▶ [Your instructions]
Reproduce each entry below in full, exactly as it was given.

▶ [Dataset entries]
+++++

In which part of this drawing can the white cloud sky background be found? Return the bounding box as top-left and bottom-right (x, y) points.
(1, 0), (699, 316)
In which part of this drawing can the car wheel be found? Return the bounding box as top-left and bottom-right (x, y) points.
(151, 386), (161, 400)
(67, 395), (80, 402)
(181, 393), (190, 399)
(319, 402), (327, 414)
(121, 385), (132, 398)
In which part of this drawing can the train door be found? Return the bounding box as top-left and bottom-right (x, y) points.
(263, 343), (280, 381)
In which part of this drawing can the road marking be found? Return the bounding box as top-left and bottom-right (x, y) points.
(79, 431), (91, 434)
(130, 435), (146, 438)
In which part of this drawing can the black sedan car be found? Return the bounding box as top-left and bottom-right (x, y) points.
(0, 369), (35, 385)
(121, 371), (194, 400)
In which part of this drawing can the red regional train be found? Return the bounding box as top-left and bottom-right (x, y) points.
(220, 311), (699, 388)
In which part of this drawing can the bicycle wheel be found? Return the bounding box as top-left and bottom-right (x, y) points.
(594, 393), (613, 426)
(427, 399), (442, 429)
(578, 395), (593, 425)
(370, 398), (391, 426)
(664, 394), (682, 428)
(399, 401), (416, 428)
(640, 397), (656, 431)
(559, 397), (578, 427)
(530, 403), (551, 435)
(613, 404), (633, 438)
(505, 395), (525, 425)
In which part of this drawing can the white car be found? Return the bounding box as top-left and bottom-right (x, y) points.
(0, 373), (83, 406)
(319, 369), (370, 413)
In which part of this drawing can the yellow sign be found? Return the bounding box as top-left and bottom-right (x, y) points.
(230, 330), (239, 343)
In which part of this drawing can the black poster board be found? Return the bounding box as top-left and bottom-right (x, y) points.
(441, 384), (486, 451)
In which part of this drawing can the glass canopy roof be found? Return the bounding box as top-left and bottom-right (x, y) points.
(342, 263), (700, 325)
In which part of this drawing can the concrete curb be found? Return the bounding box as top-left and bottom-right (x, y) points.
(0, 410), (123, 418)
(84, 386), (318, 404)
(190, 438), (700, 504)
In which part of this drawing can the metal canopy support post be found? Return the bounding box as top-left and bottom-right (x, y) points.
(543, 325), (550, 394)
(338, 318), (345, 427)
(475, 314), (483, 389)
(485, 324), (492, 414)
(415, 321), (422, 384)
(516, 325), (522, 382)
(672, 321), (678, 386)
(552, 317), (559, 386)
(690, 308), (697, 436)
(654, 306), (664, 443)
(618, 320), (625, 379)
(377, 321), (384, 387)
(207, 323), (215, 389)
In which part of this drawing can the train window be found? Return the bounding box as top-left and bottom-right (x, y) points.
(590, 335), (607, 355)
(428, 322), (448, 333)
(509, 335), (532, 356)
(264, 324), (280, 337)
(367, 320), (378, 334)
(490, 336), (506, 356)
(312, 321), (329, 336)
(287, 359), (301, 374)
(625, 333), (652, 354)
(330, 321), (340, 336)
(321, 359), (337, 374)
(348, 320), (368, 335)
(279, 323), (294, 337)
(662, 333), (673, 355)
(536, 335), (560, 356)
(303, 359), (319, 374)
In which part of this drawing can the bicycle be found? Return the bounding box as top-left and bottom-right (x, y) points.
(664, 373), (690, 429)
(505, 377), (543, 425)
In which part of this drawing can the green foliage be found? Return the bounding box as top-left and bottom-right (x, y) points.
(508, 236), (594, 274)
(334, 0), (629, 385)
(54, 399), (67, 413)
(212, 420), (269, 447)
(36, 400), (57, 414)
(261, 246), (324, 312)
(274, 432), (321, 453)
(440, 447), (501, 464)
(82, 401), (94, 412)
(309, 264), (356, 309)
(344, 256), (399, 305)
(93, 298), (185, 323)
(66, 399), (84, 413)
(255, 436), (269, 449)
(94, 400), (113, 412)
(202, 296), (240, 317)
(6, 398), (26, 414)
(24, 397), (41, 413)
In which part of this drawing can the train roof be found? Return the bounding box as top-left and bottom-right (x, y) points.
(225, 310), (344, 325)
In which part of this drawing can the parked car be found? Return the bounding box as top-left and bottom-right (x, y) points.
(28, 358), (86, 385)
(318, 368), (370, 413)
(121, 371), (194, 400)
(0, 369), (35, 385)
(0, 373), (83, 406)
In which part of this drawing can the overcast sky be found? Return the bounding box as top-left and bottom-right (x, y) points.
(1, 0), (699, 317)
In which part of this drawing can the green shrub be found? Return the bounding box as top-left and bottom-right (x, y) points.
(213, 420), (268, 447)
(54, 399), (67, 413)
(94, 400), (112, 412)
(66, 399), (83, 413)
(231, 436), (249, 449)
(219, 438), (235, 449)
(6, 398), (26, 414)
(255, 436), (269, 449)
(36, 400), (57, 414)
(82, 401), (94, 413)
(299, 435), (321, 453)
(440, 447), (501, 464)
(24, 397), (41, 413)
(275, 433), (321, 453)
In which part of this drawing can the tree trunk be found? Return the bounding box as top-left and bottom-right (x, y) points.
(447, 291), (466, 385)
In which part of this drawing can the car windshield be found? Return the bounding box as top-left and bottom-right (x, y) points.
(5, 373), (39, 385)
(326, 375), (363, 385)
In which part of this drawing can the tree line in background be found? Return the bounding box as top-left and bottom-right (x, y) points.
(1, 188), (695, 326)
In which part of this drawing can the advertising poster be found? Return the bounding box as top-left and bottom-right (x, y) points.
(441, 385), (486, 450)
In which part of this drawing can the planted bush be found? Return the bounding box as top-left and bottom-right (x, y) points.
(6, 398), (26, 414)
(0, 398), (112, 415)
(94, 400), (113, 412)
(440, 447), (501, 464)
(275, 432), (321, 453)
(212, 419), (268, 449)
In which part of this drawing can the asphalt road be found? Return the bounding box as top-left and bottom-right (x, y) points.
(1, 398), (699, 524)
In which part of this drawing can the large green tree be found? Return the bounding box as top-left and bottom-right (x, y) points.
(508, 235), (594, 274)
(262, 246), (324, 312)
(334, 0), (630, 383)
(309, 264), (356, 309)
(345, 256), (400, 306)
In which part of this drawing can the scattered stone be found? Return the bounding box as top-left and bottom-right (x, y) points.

+++++

▶ [Reply to the exercise]
In which part of this drawing can the white cloud sky background be found? Return the bounding box as top-left and bottom-right (x, y) points.
(1, 0), (699, 316)
In which part of this drawing can the car wheel be found? Return the bounding box as top-left and bottom-right (x, y) points.
(151, 386), (161, 400)
(67, 395), (80, 402)
(181, 393), (190, 399)
(319, 402), (327, 414)
(121, 385), (132, 398)
In which part of this drawing can the train door be found? Return the bounding box as top-left and bottom-right (x, y) points.
(263, 343), (280, 381)
In which part of this drawing can the road marking be found? Return the bounding box as top-left and bottom-right (x, y) points.
(79, 431), (91, 434)
(130, 435), (146, 438)
In which part of this drawing can the black sedan car be found? Return the bounding box as top-left and bottom-right (x, y) points.
(0, 369), (35, 385)
(121, 371), (194, 400)
In which part of this drawing can the red regional train be found? Return the bounding box as top-left and bottom-right (x, y) points.
(220, 311), (699, 388)
In which part of this drawing can the bicycle wheel be found? Return the bounding box as top-left and bottom-right (x, y) points.
(594, 393), (613, 426)
(427, 399), (442, 429)
(578, 395), (593, 425)
(370, 398), (391, 426)
(664, 394), (682, 428)
(399, 401), (416, 428)
(640, 397), (656, 431)
(559, 397), (578, 427)
(530, 403), (551, 435)
(613, 404), (633, 438)
(505, 395), (525, 425)
In which part of this drawing can the white car be found? Return the bounding box as top-left and bottom-right (x, y) points.
(0, 373), (83, 406)
(319, 369), (370, 413)
In which part of this drawing can the yellow sign be found? Return the bounding box as top-left and bottom-right (x, y) points.
(230, 330), (239, 343)
In which part of this drawing can the black poster board be found? Return the bounding box as top-left and bottom-right (x, y) points.
(441, 384), (486, 451)
In which part of this drawing can the glass canopy roof be found? Return the bounding box as top-left and bottom-right (x, y) points.
(342, 263), (700, 325)
In which part of this drawing can the concrete curb be found? Return the bounding box as top-left and bottom-right (x, y) points.
(0, 410), (123, 418)
(84, 386), (318, 404)
(190, 438), (700, 504)
In which part of this drawing can the metal canopy support post be found? Return the bounding box as top-left and bottom-right (x, y) points.
(543, 325), (550, 394)
(338, 318), (345, 427)
(475, 314), (483, 389)
(485, 324), (492, 414)
(415, 321), (422, 384)
(516, 325), (522, 382)
(672, 321), (678, 386)
(552, 317), (559, 386)
(690, 308), (697, 436)
(654, 306), (664, 443)
(618, 320), (625, 379)
(377, 321), (384, 387)
(207, 323), (215, 389)
In which part of this drawing can the train window be found? Return the bounding box as top-left and bottom-right (x, y) points.
(590, 335), (607, 355)
(428, 322), (448, 333)
(509, 335), (532, 356)
(264, 324), (280, 337)
(367, 320), (378, 334)
(490, 336), (506, 356)
(312, 321), (329, 336)
(287, 359), (301, 374)
(625, 333), (652, 354)
(330, 321), (340, 336)
(321, 359), (337, 374)
(348, 320), (368, 335)
(279, 323), (294, 337)
(662, 333), (673, 355)
(536, 335), (560, 356)
(303, 359), (319, 374)
In which part of this drawing can the bicycle be found? Return the bounding box as top-left and bottom-right (x, y) points.
(664, 373), (690, 429)
(505, 377), (543, 425)
In which part of this drawing can the green foliage be found? Return the bounding box as top-left and bottom-right (x, y) points.
(508, 236), (594, 274)
(334, 0), (629, 385)
(54, 399), (67, 413)
(212, 420), (269, 447)
(36, 400), (57, 414)
(261, 246), (324, 312)
(274, 432), (321, 453)
(440, 447), (501, 464)
(82, 401), (94, 412)
(309, 264), (356, 309)
(344, 256), (399, 305)
(93, 298), (185, 323)
(66, 399), (84, 413)
(255, 436), (269, 449)
(94, 400), (113, 412)
(202, 296), (240, 317)
(6, 398), (26, 414)
(24, 397), (41, 413)
In which part of this drawing can the train roof be found? Return the bounding box as top-left and bottom-right (x, y) points.
(225, 310), (344, 325)
In which part of this drawing can the parked car be found? Return the bounding box as top-left and bottom-right (x, y) points.
(28, 358), (86, 385)
(318, 368), (370, 413)
(121, 371), (194, 400)
(0, 369), (35, 385)
(0, 373), (83, 406)
In which part of this drawing can the overcast sky be found? Return the bounding box as top-left and bottom-right (x, y) points.
(1, 0), (699, 317)
In which part of this drawing can the green shrub be found? Return the bounding box as top-left and bottom-right (x, y) points.
(213, 420), (268, 447)
(54, 399), (67, 413)
(94, 400), (112, 412)
(66, 399), (83, 413)
(231, 436), (249, 449)
(219, 438), (235, 449)
(6, 398), (26, 414)
(255, 436), (269, 449)
(36, 400), (57, 414)
(82, 401), (94, 413)
(299, 435), (321, 453)
(440, 447), (501, 464)
(24, 397), (41, 413)
(275, 433), (321, 453)
In which part of this drawing can the tree trunk be found? Return the bounding box as top-left and bottom-right (x, y) points.
(447, 291), (466, 385)
In which part of this drawing can the car windshield be found? Return the bounding box as top-left and bottom-right (x, y) points.
(5, 373), (39, 385)
(326, 375), (363, 385)
In which part of this drawing can the tree line in background be found? Return the bounding box as top-left and bottom-right (x, y) points.
(1, 188), (695, 326)
In which part of this drawing can the advertising poster be found? Return the bounding box as top-left and bottom-right (x, y) points.
(441, 385), (486, 450)
In which part of this drawing can the planted bush be found? Return the bounding box as top-left and bottom-right (x, y) points.
(6, 398), (26, 414)
(0, 398), (112, 415)
(94, 400), (113, 412)
(440, 447), (501, 464)
(275, 432), (321, 453)
(212, 419), (268, 449)
In which part of this drawing can the asphalt road be found? Return the bounding box as top-left and bottom-right (x, y) points.
(1, 398), (699, 524)
In which part of this drawing can the large green tree be found? Return the bounding box as top-left and bottom-right (x, y) points.
(508, 235), (594, 274)
(262, 246), (324, 312)
(334, 0), (630, 383)
(309, 264), (356, 309)
(345, 256), (400, 306)
In which part of this drawing can the scattered stone be found? Return the bounding box as top-left and bottom-right (x, y) points.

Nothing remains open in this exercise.